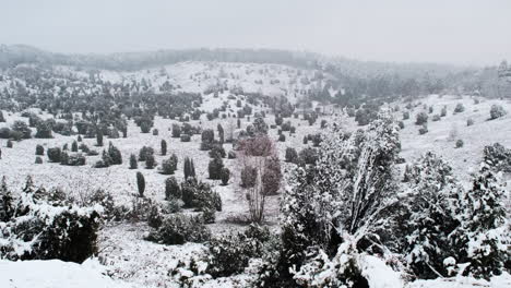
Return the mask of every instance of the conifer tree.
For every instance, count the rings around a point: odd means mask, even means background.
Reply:
[[[165,140],[162,140],[162,155],[167,155],[167,142]]]
[[[145,191],[145,179],[141,172],[136,172],[136,188],[139,189],[139,195],[143,197]]]
[[[468,262],[465,275],[489,280],[492,275],[500,275],[510,251],[506,243],[511,237],[506,231],[504,188],[499,175],[483,164],[473,180],[472,190],[465,194],[465,215],[459,245],[462,244],[462,259]]]

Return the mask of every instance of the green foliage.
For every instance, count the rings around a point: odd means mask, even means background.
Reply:
[[[145,191],[145,178],[142,172],[136,172],[136,188],[139,189],[139,195],[143,197]]]
[[[205,242],[211,231],[204,226],[201,217],[174,214],[167,216],[158,229],[146,238],[150,241],[167,245],[179,245],[186,242]]]

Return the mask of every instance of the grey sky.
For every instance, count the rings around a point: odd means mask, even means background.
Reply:
[[[511,60],[511,0],[0,0],[0,43],[60,52],[252,47]]]

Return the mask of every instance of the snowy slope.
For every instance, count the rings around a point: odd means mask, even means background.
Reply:
[[[80,265],[59,260],[19,261],[0,260],[2,288],[129,288],[102,274],[96,261]]]

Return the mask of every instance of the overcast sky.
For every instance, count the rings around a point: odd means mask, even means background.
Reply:
[[[283,48],[360,60],[511,60],[511,0],[0,0],[0,43],[59,52]]]

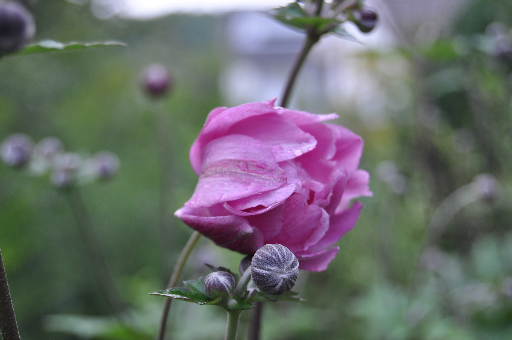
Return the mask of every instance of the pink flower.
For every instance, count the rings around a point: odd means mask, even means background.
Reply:
[[[335,114],[274,101],[210,112],[190,151],[196,190],[175,215],[222,247],[251,254],[280,243],[301,269],[325,270],[363,207],[350,200],[372,195],[357,169],[362,140],[322,122]]]

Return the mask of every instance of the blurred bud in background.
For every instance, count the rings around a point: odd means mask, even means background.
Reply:
[[[82,160],[76,153],[68,152],[57,155],[53,161],[50,180],[55,186],[66,187],[75,183]]]
[[[140,82],[144,92],[154,98],[165,96],[174,85],[168,70],[160,63],[151,64],[142,70]]]
[[[25,134],[14,134],[0,145],[0,156],[9,166],[20,167],[30,159],[33,148],[32,138]]]
[[[110,151],[100,151],[89,160],[91,170],[96,178],[110,179],[119,172],[119,158]]]
[[[378,21],[378,16],[371,9],[362,9],[353,13],[355,19],[354,23],[361,32],[369,33],[373,30]]]
[[[0,55],[20,50],[35,33],[34,18],[22,5],[0,2]]]

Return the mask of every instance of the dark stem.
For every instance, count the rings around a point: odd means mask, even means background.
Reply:
[[[286,82],[286,87],[285,88],[285,91],[283,94],[283,99],[281,99],[281,103],[280,106],[286,108],[288,105],[288,99],[291,93],[292,89],[293,87],[293,83],[295,82],[295,79],[297,77],[297,75],[298,74],[298,72],[301,70],[301,68],[302,67],[302,65],[306,60],[306,58],[307,57],[309,51],[311,51],[311,48],[313,47],[313,46],[319,39],[320,36],[316,32],[312,30],[308,32],[304,46],[302,48],[302,50],[298,55],[297,60],[295,60],[295,64],[292,68],[291,72],[290,73],[288,77],[288,81]]]
[[[167,285],[167,289],[176,287],[178,284],[178,281],[181,275],[181,272],[183,271],[183,268],[185,267],[185,264],[186,263],[187,259],[190,255],[194,246],[199,241],[201,238],[201,234],[197,231],[194,231],[190,236],[187,244],[181,250],[180,257],[178,258],[176,262],[176,265],[174,266],[174,270],[173,271],[173,274],[170,276],[170,280]],[[170,303],[173,301],[172,299],[166,299],[163,305],[163,310],[162,312],[162,317],[160,318],[160,326],[158,327],[158,334],[157,335],[157,340],[163,340],[165,336],[165,330],[167,329],[167,320],[169,315],[169,310],[170,309]]]
[[[0,250],[0,334],[3,340],[19,340],[18,324],[7,284],[4,260]]]
[[[98,232],[80,189],[68,188],[65,192],[86,246],[86,250],[100,288],[110,304],[114,314],[120,321],[125,320],[129,305],[116,284],[109,267]]]
[[[260,330],[261,329],[261,314],[263,311],[263,303],[257,302],[256,308],[252,312],[251,323],[249,325],[247,340],[260,340]]]

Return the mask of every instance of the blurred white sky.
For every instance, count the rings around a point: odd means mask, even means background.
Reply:
[[[109,0],[100,0],[99,2]],[[268,10],[290,0],[122,0],[122,15],[148,18],[172,12],[219,13],[236,10]]]

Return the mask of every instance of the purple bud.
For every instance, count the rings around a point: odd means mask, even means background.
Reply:
[[[82,159],[78,154],[68,152],[57,155],[53,160],[53,171],[50,177],[52,183],[59,187],[71,185],[76,180],[81,164]]]
[[[234,278],[227,271],[214,271],[204,278],[204,291],[210,299],[227,297],[234,287]]]
[[[9,166],[20,167],[30,159],[33,148],[32,138],[25,134],[14,134],[0,145],[0,156]]]
[[[98,152],[92,158],[91,161],[95,175],[100,179],[110,179],[119,171],[119,158],[110,151]]]
[[[367,33],[372,31],[377,25],[378,16],[374,11],[371,9],[364,9],[354,13],[356,19],[355,24],[361,32]]]
[[[141,82],[145,92],[155,98],[167,94],[174,85],[167,68],[160,63],[152,64],[144,68],[141,72]]]
[[[21,49],[35,33],[32,14],[14,2],[0,3],[0,55]]]
[[[39,141],[35,146],[35,154],[48,160],[52,160],[58,154],[64,152],[64,145],[58,138],[47,137]]]
[[[283,295],[290,291],[298,275],[298,260],[281,244],[266,244],[252,257],[252,283],[264,293]]]

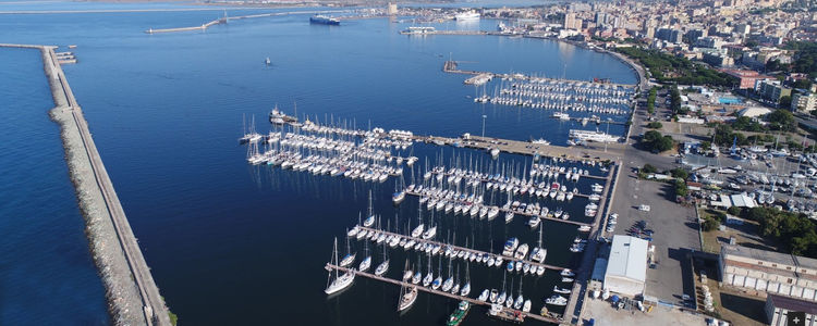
■ ■ ■ ■ ■ ■ ■
Rewrite all of the data above as a JSON list of strings, one string per line, with blank lines omitted. Leave the pictures out of the answer.

◆ **RESULT**
[
  "Return the mask of every instance of the conifer tree.",
  "For every instance, count the rings around a point: odd means mask, even means background.",
  "Reply:",
  "[[[165,140],[162,140],[162,155],[167,155],[167,142]]]",
  "[[[145,191],[145,179],[141,172],[136,172],[136,188],[139,189],[139,195],[143,197]]]",
  "[[[468,262],[465,275],[489,280],[492,275],[500,275],[510,251],[506,243],[511,237],[506,231],[504,188],[499,175],[483,164],[473,180],[472,190],[465,194],[465,215],[459,245],[462,244],[462,259]]]",
  "Return the mask of every instance of the green foliage.",
  "For every instance, count the rings around a point: odd means mask, even means background.",
  "Reply:",
  "[[[145,191],[145,178],[142,172],[136,172],[136,188],[139,189],[139,195],[143,197]]]",
  "[[[205,242],[211,231],[204,226],[201,217],[174,214],[167,216],[158,229],[146,238],[150,241],[167,245],[179,245],[186,242]]]",
  "Return the mask of every instance of the grey sky.",
  "For every instance, count the rings around a point: odd means mask, even means background.",
  "Reply:",
  "[[[511,60],[511,0],[0,0],[0,43],[60,52],[252,47]]]",
  "Return the mask of every instance of the snowy slope.",
  "For every instance, count the rings around a point: odd means mask, even means background.",
  "Reply:",
  "[[[80,265],[59,260],[19,261],[0,260],[2,288],[129,288],[102,274],[96,261]]]",
  "Return the mask of every instance of the overcast sky.",
  "For every instance, count the rings around a point: odd means mask, even means background.",
  "Reply:",
  "[[[283,48],[360,60],[511,60],[511,0],[0,0],[0,43],[59,52]]]",
  "Return the mask of every instance of the pink flower.",
  "For every instance, count the rings around a point: odd means mask, even means background.",
  "Reply:",
  "[[[335,114],[274,101],[210,112],[190,151],[196,190],[175,215],[222,247],[251,254],[280,243],[301,269],[325,270],[363,207],[350,200],[372,195],[357,169],[362,140],[322,122]]]",
  "Return the mask of every instance of the blurred bud in background.",
  "For every instance, count the rings around a point: odd means mask, even means background.",
  "Reply:",
  "[[[82,160],[76,153],[68,152],[57,155],[53,161],[50,180],[55,186],[66,187],[75,183]]]",
  "[[[140,82],[144,92],[154,98],[165,96],[174,85],[168,70],[160,63],[151,64],[142,70]]]",
  "[[[25,134],[14,134],[0,145],[0,156],[9,166],[20,167],[30,159],[33,148],[32,138]]]",
  "[[[110,151],[100,151],[89,160],[91,170],[96,178],[110,179],[119,172],[119,158]]]",
  "[[[378,21],[378,16],[371,9],[362,9],[353,13],[355,19],[354,23],[361,32],[369,33],[373,30]]]",
  "[[[0,55],[20,50],[35,33],[34,18],[22,5],[0,2]]]",
  "Return the mask of every instance of the dark stem.",
  "For every instance, count the rings around a point: odd means mask, even means background.",
  "Reply:",
  "[[[286,82],[286,87],[285,88],[285,91],[283,94],[283,99],[281,99],[281,103],[280,106],[286,108],[288,105],[288,99],[291,93],[292,89],[293,87],[293,83],[295,82],[295,79],[297,77],[297,75],[298,74],[298,72],[301,70],[301,68],[302,67],[302,65],[306,60],[306,58],[307,57],[309,51],[311,51],[311,48],[313,47],[313,46],[319,39],[320,36],[316,32],[312,30],[308,32],[304,46],[302,48],[302,50],[298,55],[297,60],[295,60],[295,64],[292,68],[291,72],[290,73],[288,77],[288,81]]]",
  "[[[167,285],[167,289],[176,287],[178,284],[178,281],[181,275],[181,272],[183,271],[183,268],[185,267],[185,264],[186,263],[187,259],[190,255],[194,246],[199,241],[201,238],[201,234],[197,231],[194,231],[190,236],[187,244],[181,250],[180,257],[178,258],[176,262],[176,265],[174,266],[174,270],[173,271],[173,274],[170,276],[170,280]],[[170,303],[173,301],[172,299],[166,299],[163,305],[163,310],[162,312],[162,317],[160,318],[160,326],[158,327],[158,334],[157,335],[157,340],[163,340],[165,336],[165,330],[167,329],[167,320],[169,315],[169,310],[170,309]]]",
  "[[[0,250],[0,334],[3,340],[19,340],[18,324],[7,284],[4,260]]]",
  "[[[98,232],[80,189],[68,188],[65,192],[86,246],[86,250],[100,288],[110,304],[114,314],[120,321],[125,320],[129,305],[116,284],[109,267]]]",
  "[[[260,330],[261,329],[261,314],[263,311],[263,303],[257,302],[256,308],[252,312],[251,323],[249,325],[247,340],[260,340]]]",
  "Return the mask of every instance of the blurred white sky.",
  "For every instance, count the rings around a point: odd means mask, even means background.",
  "Reply:",
  "[[[109,0],[100,0],[99,2]],[[268,10],[290,0],[122,0],[122,15],[148,18],[172,12],[219,13],[236,10]]]",
  "Return the mask of every instance of the purple bud.",
  "For every instance, count the rings around a point: odd means mask, even means background.",
  "Reply:",
  "[[[82,159],[78,154],[68,152],[57,155],[53,160],[53,171],[50,177],[52,183],[59,187],[71,185],[76,180],[81,164]]]",
  "[[[234,278],[227,271],[214,271],[204,278],[204,291],[210,299],[227,297],[234,287]]]",
  "[[[9,166],[20,167],[30,159],[33,148],[32,138],[25,134],[14,134],[0,145],[0,156]]]",
  "[[[98,152],[92,158],[91,161],[95,175],[100,179],[110,179],[119,171],[119,158],[110,151]]]",
  "[[[367,33],[372,31],[377,25],[378,16],[374,11],[371,9],[364,9],[354,13],[356,19],[355,24],[361,32]]]",
  "[[[141,82],[145,92],[155,98],[167,94],[174,85],[167,68],[160,63],[152,64],[144,68],[141,72]]]",
  "[[[21,49],[35,33],[32,14],[14,2],[0,3],[0,55]]]",
  "[[[39,141],[35,146],[35,154],[48,160],[52,160],[58,154],[64,152],[64,145],[58,138],[47,137]]]",
  "[[[283,295],[290,291],[298,275],[298,260],[281,244],[266,244],[252,257],[252,283],[264,293]]]"
]